↓

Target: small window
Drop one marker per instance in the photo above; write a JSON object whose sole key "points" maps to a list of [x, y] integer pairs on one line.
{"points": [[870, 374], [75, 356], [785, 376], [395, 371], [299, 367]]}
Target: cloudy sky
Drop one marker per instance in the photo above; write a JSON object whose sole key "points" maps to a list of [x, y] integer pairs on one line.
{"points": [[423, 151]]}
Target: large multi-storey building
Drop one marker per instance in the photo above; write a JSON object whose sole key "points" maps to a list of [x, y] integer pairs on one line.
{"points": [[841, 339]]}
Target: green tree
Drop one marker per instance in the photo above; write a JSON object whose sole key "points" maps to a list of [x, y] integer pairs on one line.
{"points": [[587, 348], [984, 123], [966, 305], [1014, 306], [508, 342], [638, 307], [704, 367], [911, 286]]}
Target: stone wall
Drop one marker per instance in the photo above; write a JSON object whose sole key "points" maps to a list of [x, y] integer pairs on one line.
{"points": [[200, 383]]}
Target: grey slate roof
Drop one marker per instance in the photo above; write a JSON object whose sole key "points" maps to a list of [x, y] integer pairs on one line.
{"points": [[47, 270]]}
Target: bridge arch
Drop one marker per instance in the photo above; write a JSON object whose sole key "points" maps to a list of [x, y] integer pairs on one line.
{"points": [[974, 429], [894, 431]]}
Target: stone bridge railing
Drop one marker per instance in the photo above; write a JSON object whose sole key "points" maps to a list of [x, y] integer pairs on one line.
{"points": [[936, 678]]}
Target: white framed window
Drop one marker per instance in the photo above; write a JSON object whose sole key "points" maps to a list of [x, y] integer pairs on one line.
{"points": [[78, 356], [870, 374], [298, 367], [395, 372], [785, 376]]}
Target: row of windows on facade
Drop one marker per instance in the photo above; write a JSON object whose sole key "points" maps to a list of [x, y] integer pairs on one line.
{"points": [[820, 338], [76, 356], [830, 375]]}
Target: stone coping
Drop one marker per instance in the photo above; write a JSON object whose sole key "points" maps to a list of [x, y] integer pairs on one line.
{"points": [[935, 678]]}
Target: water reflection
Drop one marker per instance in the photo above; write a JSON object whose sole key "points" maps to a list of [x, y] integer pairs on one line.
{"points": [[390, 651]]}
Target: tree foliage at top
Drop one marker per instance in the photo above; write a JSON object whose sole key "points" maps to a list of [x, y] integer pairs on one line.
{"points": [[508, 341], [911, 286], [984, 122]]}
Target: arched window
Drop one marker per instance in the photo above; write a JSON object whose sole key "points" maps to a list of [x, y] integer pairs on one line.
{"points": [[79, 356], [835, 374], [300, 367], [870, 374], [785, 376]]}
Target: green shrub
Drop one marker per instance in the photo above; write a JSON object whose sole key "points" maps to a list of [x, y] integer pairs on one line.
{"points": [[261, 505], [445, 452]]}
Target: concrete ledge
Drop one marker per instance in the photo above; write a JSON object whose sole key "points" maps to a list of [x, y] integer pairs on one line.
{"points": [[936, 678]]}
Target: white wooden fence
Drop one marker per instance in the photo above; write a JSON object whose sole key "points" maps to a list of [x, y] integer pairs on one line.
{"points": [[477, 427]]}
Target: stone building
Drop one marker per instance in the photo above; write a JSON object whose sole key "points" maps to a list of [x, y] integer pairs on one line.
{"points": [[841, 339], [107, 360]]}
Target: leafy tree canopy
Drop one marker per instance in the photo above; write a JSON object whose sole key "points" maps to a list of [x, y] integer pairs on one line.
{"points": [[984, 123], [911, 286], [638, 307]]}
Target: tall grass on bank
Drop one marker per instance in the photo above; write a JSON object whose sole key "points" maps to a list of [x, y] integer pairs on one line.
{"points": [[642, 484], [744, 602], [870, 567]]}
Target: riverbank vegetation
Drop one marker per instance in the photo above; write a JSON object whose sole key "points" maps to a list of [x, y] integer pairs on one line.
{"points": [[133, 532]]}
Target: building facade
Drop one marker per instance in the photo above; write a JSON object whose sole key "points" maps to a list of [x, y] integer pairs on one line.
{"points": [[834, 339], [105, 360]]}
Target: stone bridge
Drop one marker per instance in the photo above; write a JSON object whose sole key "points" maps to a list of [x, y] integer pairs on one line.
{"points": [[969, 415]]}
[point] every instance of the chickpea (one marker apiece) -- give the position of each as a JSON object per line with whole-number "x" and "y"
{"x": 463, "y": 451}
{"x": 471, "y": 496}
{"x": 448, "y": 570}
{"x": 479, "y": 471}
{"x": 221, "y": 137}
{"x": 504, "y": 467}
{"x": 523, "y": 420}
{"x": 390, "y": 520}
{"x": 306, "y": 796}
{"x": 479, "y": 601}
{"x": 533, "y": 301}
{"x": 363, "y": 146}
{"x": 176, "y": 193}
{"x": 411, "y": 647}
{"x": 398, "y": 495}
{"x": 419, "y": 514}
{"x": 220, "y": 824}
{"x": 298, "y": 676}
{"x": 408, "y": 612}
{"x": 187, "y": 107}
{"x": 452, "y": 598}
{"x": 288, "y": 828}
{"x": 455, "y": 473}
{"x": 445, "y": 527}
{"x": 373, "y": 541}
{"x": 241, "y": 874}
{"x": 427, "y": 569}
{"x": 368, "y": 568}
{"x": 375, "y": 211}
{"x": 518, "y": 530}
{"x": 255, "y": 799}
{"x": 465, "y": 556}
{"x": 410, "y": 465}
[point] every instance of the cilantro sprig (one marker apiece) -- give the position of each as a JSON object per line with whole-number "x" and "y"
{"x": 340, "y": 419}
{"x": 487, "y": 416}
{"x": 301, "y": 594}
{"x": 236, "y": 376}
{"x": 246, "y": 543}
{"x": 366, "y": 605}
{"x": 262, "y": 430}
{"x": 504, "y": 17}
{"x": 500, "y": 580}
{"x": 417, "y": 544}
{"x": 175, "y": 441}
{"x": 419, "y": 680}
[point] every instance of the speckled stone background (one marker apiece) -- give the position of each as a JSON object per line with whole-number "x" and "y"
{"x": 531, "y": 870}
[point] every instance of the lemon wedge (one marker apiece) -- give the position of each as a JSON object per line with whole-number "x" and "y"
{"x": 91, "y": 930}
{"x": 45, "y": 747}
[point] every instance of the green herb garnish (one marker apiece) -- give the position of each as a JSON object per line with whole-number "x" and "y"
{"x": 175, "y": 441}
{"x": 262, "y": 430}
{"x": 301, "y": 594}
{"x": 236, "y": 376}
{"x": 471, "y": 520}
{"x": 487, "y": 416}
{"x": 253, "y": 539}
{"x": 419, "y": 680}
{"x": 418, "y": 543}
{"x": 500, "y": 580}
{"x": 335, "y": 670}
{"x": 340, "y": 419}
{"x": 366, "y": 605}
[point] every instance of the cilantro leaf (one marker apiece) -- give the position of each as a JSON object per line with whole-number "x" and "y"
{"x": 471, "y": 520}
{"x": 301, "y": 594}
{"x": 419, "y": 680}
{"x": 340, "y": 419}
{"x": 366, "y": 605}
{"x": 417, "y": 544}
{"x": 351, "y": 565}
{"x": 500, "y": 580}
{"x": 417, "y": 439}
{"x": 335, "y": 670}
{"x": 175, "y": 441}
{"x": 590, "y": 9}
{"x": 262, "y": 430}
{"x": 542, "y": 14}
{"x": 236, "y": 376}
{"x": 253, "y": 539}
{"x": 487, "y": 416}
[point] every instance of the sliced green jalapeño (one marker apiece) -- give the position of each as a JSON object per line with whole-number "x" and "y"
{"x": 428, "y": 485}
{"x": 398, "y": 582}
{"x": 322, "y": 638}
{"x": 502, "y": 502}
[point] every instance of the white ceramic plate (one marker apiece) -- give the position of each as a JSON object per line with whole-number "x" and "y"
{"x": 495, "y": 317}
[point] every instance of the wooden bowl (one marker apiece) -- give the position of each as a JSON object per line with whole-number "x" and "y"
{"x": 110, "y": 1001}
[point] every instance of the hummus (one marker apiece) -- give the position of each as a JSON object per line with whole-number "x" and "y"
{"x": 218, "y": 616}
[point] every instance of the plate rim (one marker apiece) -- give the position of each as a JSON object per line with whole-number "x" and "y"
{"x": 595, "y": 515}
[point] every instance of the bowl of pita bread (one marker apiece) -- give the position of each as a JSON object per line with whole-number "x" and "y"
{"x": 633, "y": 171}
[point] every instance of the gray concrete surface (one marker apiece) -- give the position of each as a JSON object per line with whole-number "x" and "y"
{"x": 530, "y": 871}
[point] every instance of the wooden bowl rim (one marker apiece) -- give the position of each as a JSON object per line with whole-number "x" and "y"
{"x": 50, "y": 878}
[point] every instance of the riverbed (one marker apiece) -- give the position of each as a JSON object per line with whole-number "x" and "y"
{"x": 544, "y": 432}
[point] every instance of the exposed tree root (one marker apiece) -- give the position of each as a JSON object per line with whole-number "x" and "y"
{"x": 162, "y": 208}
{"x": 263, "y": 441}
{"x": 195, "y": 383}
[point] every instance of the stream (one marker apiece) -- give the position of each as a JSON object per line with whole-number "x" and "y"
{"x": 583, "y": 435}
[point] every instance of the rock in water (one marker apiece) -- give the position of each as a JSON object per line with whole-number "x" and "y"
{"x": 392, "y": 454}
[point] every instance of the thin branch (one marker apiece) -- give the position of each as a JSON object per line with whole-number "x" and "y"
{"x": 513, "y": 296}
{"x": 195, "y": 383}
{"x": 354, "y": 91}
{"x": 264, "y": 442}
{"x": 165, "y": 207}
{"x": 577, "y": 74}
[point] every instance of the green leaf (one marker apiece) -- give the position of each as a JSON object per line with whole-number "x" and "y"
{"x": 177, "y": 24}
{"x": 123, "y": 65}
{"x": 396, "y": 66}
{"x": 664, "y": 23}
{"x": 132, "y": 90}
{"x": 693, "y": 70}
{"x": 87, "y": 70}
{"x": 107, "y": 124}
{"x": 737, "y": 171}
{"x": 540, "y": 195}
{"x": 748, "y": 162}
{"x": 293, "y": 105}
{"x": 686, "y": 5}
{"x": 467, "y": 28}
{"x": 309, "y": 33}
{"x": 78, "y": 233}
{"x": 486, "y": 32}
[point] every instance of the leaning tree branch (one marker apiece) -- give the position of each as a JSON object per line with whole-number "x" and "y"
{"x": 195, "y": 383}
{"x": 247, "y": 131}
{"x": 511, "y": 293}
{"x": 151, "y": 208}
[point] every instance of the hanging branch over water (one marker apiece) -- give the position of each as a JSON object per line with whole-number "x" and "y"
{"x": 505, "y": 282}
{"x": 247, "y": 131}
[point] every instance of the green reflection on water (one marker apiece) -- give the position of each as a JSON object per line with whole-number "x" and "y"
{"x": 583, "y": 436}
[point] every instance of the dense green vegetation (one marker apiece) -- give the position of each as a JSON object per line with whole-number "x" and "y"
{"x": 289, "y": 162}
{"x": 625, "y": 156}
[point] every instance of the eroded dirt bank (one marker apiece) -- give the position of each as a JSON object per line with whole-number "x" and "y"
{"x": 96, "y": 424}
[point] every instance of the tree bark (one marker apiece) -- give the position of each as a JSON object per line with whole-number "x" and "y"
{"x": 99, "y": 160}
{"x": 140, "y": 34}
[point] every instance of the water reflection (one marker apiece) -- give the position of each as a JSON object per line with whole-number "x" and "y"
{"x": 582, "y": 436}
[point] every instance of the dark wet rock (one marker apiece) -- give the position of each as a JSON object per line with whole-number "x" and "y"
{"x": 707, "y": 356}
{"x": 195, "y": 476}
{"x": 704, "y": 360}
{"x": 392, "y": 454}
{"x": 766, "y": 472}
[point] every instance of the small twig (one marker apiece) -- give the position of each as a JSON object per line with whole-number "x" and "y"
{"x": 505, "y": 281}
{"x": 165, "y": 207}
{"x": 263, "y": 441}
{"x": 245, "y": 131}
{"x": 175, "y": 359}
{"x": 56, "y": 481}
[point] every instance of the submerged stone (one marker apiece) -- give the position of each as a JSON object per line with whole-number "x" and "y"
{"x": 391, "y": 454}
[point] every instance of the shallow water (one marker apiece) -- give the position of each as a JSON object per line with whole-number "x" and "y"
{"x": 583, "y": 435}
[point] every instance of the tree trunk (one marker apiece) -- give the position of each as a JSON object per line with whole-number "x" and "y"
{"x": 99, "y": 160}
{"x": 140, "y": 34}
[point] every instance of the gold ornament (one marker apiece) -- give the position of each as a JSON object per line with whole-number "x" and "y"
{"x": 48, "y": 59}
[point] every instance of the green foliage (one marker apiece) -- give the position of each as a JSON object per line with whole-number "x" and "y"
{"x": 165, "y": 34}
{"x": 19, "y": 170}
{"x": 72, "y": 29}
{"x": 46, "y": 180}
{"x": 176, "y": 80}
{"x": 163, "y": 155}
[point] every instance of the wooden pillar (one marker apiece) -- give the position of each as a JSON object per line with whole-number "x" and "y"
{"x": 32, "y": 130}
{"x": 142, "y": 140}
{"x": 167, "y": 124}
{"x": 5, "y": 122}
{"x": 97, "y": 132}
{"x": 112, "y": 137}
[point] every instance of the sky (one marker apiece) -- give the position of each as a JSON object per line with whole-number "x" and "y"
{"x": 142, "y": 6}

↑

### Assignment
Nothing should appear in the answer except the lines above from the line with "Target: stone bridge railing" through the line with "Target: row of windows on facade", both included, written out exactly.

### Response area
Target: stone bridge railing
Drop one marker per instance in the photo above; write a JSON object whose sole key "points" maps to a list of [x, y] integer pairs on one line.
{"points": [[936, 678]]}
Target: white framed window
Drop one marker per instance in the photo above; write a JSON object whose sole key "points" maps to a list of [x, y] integer pairs on one line.
{"points": [[78, 356], [870, 374], [298, 367], [395, 372], [785, 376]]}
Target: row of windows on facade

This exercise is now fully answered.